Behind the Book: IRISES by Francisco X. Stork

Earlier this year, the ARCs of Francisco Stork's latest novel, Irises, went out with the letter below. It's about the best introduction I can give the book, I think, so I decided I'd just reproduce it here. . . . Irises is in stores starting January 2012 (and there have already been sightings in the wild), and Francisco will be at ALA in Dallas later this month. Thank you for reading it, if you do.


Dear Friend,

As Francisco X. Stork’s editor, I often face a unique challenge:  how to summarize the stories of his extraordinary novels without making them sound totally cheesy. “A young man with Asperger’s syndrome investigates the meaning of suffering”? It seems unlikely, but that was Marcelo in the Real World, which became one of the most acclaimed YA novels of the past few years. “A cancer patient and a boy planning a murder become friends”? Oh, please—but The Last Summer of the Death Warriors just won ALAN’s Amelia Elizabeth Walden Award. In both cases, the marvelous reality and honesty of Francisco’s characters, his fine, spare writing, and his bravery in probing these profound spiritual topics resulted in novels that were so much more than the summaries of their plots, and were embraced by critics and readers alike.

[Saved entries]
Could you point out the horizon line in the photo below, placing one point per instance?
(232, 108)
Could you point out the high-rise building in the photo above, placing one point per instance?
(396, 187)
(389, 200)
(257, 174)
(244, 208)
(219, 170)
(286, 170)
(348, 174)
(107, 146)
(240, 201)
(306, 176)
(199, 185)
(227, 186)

== The problem ==
Pick up the post about the novel Irises after its last sentence and keep writing it.

== Exercise answer ==
And now you’re holding Irises, in which—deep breath—“Two very different sisters must deal with the death of their father and the life of their mother, who is in a permanent vegetative state.” “But wait!” I want to grab you and say, because again it’s about so much more than that: Kate has ambition and dreams and drive, but how does she weigh the needs of her deepest self against her responsibility to her family? Mary is an artist because she can’t be anything else, but what can she do when she’s lost her own light? Both girls wrestle with the weight of love, for each other, for their mother, and for the three very (very) different young men in their lives. And while none of this is easy, Kate and Mary are so real, our sympathy for them so deep, that this ultimately becomes a book about connection more than division, and about finding new depths of love, vision, and sacrifice.

I believe that Irises will speak not just to Francisco’s many fans in the YA community, but to lovers of books like My Sister’s Keeper by Jodi Picoult or The Lovely Bones by Alice Sebold:  novels about young women facing life-and-death decisions, for people they love and for themselves. And in these fast-paced times, I truly appreciate you picking up a book that goes beyond easy summary to the very heart of our human dilemmas . . . which sounds cheesy, I know, but what can I do? It’s Francisco X. Stork, and it’s wonderful.

Thank you again for reading Irises, and for sharing it with your fellow readers.